- DATA SHOWN -
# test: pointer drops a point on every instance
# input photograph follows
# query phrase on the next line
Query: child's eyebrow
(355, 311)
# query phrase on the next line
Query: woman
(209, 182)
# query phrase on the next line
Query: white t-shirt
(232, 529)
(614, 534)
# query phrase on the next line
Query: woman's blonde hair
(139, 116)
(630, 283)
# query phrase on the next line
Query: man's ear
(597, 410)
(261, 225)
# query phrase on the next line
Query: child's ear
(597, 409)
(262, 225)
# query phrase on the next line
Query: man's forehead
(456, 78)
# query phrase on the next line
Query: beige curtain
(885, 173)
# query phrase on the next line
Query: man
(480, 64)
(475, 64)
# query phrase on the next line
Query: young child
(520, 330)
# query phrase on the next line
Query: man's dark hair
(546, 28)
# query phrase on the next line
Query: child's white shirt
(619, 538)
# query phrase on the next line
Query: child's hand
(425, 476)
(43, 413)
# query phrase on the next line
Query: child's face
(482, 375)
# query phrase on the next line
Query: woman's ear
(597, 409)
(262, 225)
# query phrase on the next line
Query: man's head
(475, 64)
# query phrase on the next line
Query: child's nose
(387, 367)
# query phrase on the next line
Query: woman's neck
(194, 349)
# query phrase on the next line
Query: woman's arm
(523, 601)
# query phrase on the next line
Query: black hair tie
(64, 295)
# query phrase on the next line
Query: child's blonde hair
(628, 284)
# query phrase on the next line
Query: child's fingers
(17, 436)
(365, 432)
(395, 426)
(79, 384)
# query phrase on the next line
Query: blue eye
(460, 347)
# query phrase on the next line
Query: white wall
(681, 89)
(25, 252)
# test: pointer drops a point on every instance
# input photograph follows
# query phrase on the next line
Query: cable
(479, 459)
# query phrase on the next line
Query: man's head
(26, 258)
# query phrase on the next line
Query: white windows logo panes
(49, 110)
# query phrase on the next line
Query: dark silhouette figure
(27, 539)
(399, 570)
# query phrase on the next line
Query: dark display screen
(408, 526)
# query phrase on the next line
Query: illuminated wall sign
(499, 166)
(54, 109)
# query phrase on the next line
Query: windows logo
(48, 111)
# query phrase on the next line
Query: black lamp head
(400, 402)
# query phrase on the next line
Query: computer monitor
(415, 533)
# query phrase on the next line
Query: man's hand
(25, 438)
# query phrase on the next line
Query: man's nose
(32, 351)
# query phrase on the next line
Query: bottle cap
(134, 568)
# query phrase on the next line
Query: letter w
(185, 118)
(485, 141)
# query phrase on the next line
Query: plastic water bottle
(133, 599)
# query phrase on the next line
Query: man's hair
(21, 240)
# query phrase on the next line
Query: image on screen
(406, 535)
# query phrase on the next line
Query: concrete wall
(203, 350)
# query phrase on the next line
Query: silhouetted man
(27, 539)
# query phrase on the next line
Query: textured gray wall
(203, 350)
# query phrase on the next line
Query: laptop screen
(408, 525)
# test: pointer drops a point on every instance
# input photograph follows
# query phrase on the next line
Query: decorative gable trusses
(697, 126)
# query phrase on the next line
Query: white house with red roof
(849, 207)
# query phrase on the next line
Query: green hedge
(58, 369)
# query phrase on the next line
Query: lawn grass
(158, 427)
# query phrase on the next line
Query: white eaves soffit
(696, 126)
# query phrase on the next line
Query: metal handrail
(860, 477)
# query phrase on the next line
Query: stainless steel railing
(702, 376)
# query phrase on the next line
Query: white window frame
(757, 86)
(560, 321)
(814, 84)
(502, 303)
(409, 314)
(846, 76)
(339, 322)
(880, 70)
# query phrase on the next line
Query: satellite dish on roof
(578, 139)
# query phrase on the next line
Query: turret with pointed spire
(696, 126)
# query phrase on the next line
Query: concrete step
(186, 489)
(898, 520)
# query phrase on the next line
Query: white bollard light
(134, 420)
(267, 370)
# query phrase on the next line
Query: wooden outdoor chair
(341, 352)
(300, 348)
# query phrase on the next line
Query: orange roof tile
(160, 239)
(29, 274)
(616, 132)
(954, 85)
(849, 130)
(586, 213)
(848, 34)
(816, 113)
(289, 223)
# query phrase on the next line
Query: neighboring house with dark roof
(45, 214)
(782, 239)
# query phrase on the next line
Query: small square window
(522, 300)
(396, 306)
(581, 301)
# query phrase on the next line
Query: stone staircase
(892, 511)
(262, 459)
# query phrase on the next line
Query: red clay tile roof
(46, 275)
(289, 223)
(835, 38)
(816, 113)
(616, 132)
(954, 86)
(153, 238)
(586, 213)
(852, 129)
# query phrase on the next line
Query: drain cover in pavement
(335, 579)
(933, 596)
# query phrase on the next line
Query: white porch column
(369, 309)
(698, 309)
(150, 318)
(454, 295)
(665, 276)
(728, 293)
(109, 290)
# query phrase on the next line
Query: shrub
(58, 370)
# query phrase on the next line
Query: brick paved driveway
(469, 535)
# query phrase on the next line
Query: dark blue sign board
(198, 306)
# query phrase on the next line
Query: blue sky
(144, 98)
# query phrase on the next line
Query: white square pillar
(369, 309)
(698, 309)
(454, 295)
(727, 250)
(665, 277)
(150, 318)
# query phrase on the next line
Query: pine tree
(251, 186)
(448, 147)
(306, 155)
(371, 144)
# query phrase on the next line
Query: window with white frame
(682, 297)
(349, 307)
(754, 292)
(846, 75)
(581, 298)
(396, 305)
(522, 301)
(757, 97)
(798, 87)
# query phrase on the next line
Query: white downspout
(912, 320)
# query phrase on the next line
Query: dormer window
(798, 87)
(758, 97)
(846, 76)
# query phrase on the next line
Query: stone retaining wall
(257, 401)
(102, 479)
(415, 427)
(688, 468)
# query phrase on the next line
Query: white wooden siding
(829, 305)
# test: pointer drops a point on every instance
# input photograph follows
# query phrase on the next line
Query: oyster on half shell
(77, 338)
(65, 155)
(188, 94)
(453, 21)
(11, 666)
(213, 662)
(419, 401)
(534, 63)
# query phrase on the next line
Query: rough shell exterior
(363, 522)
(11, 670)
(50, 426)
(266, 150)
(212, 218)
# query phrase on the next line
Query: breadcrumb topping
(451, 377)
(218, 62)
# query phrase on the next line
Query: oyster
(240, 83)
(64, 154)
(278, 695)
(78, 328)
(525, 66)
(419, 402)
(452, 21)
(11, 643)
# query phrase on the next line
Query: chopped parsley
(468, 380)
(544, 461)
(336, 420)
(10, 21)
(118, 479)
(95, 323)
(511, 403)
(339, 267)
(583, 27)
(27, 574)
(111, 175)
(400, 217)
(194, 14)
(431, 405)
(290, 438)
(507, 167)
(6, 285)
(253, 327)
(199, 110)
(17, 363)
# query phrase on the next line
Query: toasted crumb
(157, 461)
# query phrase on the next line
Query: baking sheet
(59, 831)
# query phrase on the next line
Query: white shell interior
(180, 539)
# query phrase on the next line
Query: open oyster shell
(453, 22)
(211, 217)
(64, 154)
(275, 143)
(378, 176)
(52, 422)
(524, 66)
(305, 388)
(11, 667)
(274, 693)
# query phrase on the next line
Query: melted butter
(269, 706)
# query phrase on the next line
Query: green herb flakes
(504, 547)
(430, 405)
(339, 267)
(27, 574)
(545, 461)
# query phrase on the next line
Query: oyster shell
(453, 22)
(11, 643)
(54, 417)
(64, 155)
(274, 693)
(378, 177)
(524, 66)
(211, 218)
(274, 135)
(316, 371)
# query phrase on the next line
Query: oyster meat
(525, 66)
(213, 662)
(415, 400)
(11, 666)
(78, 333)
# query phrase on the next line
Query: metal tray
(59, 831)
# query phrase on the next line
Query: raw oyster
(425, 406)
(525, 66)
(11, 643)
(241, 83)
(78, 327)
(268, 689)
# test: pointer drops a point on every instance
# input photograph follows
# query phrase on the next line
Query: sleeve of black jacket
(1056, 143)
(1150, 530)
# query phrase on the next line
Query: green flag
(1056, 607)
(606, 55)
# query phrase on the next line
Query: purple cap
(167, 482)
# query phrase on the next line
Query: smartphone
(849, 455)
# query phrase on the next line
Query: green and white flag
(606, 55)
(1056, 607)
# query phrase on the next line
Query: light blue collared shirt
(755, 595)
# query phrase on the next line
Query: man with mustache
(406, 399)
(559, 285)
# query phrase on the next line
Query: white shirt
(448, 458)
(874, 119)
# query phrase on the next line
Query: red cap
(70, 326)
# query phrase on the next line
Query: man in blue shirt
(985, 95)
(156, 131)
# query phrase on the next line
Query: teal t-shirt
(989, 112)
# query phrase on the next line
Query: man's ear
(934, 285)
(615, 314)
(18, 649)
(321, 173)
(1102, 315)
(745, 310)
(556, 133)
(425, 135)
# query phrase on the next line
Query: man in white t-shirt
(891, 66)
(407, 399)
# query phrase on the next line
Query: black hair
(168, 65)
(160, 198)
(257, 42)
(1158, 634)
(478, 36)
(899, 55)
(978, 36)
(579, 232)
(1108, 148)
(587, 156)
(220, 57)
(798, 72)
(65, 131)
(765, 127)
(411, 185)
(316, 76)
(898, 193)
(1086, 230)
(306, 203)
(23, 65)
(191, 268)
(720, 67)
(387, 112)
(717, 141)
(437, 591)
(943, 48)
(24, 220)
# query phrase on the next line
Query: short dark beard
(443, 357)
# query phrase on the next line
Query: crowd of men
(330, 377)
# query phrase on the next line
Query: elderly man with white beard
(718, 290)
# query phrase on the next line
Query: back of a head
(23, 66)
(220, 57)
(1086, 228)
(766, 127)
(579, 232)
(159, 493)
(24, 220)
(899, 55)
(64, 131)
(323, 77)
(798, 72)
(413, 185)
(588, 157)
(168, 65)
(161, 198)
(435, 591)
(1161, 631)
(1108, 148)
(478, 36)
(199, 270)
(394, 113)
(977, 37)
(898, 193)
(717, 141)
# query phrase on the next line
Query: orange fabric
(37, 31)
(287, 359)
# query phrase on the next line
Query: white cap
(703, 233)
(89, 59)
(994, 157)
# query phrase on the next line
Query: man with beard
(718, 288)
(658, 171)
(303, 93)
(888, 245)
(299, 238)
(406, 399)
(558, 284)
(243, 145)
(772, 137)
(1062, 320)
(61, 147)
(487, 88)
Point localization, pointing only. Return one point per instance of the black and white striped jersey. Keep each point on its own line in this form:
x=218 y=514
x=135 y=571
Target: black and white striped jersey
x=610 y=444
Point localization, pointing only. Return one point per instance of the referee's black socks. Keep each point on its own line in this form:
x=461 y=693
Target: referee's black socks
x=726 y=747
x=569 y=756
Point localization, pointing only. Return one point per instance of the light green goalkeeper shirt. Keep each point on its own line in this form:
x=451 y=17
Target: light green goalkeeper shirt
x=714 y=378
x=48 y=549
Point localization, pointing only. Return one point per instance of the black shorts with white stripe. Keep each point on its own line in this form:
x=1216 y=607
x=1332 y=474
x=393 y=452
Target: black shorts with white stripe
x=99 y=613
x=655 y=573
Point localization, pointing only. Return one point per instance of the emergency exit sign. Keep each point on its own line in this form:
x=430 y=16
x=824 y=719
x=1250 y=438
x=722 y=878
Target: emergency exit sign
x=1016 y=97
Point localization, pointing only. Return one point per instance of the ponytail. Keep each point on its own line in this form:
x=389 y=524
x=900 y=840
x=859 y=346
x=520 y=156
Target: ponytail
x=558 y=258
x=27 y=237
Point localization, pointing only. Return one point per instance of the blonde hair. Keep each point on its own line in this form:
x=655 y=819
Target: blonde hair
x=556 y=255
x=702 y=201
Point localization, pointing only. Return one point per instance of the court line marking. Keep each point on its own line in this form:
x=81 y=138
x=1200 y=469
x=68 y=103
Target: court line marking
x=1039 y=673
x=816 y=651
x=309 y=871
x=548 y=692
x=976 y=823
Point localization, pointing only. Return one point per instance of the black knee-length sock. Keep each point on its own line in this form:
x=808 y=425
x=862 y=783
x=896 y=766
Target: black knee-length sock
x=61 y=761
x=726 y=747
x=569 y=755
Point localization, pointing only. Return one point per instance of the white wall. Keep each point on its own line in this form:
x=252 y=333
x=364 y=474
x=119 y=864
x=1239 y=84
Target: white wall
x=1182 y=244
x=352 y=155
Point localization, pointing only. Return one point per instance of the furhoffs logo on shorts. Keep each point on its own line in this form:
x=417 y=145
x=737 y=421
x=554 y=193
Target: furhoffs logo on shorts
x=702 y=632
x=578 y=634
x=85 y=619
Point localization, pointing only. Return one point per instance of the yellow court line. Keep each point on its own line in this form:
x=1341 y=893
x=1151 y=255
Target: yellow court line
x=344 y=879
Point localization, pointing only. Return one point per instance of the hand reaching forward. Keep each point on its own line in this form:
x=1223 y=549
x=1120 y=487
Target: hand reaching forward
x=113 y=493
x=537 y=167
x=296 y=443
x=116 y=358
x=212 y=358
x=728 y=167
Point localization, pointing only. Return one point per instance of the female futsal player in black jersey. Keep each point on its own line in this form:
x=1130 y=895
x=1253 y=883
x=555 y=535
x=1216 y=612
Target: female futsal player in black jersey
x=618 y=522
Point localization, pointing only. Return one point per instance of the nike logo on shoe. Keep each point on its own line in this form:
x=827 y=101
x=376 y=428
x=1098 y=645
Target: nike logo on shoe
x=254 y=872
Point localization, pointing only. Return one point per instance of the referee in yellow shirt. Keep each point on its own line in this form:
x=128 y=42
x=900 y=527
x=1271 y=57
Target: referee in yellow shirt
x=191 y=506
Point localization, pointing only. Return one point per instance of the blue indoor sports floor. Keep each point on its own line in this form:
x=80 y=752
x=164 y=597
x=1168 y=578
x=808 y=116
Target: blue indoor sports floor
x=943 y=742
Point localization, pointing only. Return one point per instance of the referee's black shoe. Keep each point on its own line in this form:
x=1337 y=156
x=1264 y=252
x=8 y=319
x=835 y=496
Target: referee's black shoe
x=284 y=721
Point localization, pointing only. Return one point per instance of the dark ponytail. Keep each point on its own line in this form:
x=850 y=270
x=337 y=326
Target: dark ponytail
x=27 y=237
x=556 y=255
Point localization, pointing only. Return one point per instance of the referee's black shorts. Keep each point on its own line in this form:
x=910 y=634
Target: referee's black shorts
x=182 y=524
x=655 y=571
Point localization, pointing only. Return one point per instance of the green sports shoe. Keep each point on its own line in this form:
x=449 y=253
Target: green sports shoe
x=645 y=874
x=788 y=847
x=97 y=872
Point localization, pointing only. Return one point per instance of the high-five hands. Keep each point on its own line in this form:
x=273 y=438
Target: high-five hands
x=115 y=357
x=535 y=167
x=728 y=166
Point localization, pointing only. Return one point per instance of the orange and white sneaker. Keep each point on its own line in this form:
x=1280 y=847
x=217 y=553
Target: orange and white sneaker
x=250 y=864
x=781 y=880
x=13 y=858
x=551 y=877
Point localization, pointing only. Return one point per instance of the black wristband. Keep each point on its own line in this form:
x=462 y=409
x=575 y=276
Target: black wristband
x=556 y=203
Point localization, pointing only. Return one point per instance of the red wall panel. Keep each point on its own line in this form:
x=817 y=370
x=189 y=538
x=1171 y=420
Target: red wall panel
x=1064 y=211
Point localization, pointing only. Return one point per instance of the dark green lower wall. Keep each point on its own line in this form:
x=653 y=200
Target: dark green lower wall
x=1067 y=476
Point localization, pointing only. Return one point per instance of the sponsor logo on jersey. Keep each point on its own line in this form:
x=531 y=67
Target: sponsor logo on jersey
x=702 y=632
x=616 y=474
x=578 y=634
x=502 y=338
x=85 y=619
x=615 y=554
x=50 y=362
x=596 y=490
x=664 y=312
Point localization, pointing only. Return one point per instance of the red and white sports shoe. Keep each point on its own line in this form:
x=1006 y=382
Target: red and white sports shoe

- SET EXERCISE -
Take the line with "the red wall" and all lines after it to the last line, and reproduce them exactly.

- RESULT FOR THIS TASK -
Point localization, pointing only. Return one point per instance of the red wall panel. Keep each point on its own line in this form:
x=817 y=370
x=189 y=538
x=1171 y=420
Target: red wall panel
x=1064 y=211
Point localization, pointing only. Return one point per instance of the dark green lower wall. Keep each point on its own line in this form:
x=653 y=200
Target: dark green lower wall
x=1067 y=476
Point localization, pointing only. Return one point per instance of the sponsor logo on jersey. Keep each point on its own line in this form:
x=531 y=67
Target: sponsor logo on jersey
x=702 y=632
x=616 y=474
x=578 y=634
x=502 y=338
x=85 y=619
x=615 y=554
x=50 y=362
x=596 y=490
x=664 y=312
Point localization, pointing only. Return one point per instance of the red and white sports shoe. Keep each point on its own line in this form:
x=1006 y=382
Target: red and white sports shoe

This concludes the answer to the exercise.